Written exercise. Repeat the lines beginning at the one with "In the picture below, whereabouts" and running to the end of the material, keeping the first and last of them, exactly as they appear.

--- begin Data listing ---

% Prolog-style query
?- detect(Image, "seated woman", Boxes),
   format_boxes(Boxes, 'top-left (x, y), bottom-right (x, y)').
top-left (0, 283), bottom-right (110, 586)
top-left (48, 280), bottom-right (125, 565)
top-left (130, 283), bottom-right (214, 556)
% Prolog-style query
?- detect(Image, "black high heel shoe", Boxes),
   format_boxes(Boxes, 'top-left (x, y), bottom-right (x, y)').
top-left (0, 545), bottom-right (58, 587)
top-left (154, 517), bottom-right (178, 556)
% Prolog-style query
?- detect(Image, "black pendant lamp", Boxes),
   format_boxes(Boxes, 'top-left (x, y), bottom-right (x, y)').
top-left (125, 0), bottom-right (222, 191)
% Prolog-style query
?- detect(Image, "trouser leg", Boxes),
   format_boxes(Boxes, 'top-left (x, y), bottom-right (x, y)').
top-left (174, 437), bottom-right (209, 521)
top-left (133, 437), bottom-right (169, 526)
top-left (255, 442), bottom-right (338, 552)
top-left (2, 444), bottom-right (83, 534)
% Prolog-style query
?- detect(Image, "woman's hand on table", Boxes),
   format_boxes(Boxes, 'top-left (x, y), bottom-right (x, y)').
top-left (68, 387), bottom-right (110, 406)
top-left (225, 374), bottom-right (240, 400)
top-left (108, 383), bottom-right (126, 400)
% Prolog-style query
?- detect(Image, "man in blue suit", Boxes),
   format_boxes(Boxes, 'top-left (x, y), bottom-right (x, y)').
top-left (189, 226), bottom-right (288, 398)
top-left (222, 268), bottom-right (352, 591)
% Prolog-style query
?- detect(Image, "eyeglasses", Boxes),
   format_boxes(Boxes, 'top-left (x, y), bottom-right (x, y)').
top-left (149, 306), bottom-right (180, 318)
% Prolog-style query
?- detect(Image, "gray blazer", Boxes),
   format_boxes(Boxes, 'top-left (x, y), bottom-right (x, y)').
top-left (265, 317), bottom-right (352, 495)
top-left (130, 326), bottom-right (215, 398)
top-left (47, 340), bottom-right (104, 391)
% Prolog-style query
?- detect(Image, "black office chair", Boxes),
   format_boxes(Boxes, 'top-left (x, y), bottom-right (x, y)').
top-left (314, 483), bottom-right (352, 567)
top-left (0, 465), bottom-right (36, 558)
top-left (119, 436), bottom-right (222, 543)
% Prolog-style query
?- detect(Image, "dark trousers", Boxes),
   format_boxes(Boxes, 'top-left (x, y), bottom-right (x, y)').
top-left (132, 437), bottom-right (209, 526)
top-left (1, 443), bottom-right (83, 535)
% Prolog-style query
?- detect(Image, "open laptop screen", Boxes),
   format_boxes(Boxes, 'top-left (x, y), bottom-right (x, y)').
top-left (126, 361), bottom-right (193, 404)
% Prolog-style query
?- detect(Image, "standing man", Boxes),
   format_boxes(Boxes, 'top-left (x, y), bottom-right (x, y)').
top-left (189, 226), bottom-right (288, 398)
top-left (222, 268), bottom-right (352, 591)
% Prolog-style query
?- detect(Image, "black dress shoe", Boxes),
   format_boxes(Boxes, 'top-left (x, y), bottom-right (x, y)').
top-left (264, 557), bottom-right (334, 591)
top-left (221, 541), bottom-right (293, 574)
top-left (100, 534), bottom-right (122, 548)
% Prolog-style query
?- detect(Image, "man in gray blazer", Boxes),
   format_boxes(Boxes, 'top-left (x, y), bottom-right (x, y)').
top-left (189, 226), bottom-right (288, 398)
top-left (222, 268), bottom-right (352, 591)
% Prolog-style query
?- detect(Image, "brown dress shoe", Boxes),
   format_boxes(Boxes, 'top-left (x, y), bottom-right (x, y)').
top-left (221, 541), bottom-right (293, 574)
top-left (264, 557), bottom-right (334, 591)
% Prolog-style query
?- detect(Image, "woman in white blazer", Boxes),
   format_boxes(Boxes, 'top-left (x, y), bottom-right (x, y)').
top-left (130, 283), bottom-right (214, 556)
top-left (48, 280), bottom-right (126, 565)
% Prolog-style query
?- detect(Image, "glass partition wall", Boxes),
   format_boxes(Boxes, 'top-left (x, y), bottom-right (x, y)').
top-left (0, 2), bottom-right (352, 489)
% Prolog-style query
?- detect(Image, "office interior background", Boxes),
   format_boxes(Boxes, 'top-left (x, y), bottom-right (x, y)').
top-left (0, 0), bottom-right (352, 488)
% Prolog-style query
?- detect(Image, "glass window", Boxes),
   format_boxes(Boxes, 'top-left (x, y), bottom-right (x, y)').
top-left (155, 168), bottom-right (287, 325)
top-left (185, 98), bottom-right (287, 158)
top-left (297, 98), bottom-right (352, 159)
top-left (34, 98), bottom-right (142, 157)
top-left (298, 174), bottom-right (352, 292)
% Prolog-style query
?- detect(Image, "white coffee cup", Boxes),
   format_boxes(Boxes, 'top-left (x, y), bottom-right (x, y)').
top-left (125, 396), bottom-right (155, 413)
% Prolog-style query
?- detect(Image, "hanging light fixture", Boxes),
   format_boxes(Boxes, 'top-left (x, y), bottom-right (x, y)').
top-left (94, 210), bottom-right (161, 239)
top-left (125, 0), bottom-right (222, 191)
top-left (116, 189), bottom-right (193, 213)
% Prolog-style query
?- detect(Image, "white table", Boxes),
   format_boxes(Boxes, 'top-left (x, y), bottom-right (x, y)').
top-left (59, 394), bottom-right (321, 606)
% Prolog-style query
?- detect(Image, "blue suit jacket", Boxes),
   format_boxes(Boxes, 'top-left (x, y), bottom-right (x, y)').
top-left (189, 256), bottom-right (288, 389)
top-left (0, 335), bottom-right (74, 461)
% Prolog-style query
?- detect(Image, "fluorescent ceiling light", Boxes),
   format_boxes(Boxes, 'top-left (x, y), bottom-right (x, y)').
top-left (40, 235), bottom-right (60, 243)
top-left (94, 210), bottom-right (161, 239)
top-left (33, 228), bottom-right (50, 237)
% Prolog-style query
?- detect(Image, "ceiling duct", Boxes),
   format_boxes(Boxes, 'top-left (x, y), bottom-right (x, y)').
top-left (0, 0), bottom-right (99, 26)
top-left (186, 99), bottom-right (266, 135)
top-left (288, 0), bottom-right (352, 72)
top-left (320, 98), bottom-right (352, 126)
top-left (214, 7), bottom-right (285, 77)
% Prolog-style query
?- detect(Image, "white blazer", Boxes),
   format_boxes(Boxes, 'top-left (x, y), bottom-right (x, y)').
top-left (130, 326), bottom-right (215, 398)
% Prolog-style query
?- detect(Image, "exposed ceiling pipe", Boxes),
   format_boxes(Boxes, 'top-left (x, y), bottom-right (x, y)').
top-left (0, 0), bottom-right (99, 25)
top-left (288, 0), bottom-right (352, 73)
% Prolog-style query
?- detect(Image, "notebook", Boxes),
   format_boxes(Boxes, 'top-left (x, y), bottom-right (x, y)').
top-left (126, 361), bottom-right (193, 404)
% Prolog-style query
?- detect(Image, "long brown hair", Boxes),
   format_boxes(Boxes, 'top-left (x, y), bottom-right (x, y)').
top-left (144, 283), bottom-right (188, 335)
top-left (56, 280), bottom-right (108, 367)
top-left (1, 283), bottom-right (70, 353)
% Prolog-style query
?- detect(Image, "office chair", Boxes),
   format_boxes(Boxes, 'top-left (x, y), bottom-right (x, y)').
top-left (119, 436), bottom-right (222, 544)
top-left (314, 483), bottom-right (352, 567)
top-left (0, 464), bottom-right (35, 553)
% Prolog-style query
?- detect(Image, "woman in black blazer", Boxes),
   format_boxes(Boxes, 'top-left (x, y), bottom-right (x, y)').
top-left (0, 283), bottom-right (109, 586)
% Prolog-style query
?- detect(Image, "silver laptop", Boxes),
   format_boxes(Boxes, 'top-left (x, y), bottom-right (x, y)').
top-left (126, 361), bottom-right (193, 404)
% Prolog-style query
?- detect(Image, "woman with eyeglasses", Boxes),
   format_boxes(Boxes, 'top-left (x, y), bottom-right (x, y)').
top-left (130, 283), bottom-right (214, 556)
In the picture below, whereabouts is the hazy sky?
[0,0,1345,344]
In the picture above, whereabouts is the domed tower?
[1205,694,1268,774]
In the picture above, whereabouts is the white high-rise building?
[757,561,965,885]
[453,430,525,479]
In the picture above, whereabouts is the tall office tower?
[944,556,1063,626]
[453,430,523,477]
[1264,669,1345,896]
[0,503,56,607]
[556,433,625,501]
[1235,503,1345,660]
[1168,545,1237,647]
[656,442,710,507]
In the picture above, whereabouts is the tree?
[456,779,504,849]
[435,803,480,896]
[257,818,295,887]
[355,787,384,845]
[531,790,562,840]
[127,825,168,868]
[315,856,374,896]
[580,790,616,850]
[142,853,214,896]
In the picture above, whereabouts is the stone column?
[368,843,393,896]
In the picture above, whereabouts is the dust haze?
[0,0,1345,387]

--- end Data listing ---

Solved exercise.
In the picture below, whereabouts is the hazy sky?
[0,0,1345,344]
In the picture above, whereabouts is the domed tower?
[1205,694,1268,774]
In the picture above, whereabouts is the white high-rise building?
[757,561,965,885]
[453,430,525,479]
In the picture above, whereabouts is the tall office tower?
[944,556,1063,626]
[453,430,523,477]
[1264,669,1345,896]
[0,503,56,607]
[556,433,625,501]
[1235,503,1345,660]
[1168,545,1237,647]
[656,442,710,507]
In the picture above, whereabouts is the tree?
[456,779,504,849]
[435,803,480,896]
[257,818,295,887]
[355,787,384,845]
[531,790,562,840]
[127,825,168,868]
[315,856,374,896]
[580,790,616,850]
[142,853,214,896]
In the picture above, whereabouts is the stone column?
[368,843,393,896]
In the picture above, whereabouts is the dust haze?
[0,0,1345,387]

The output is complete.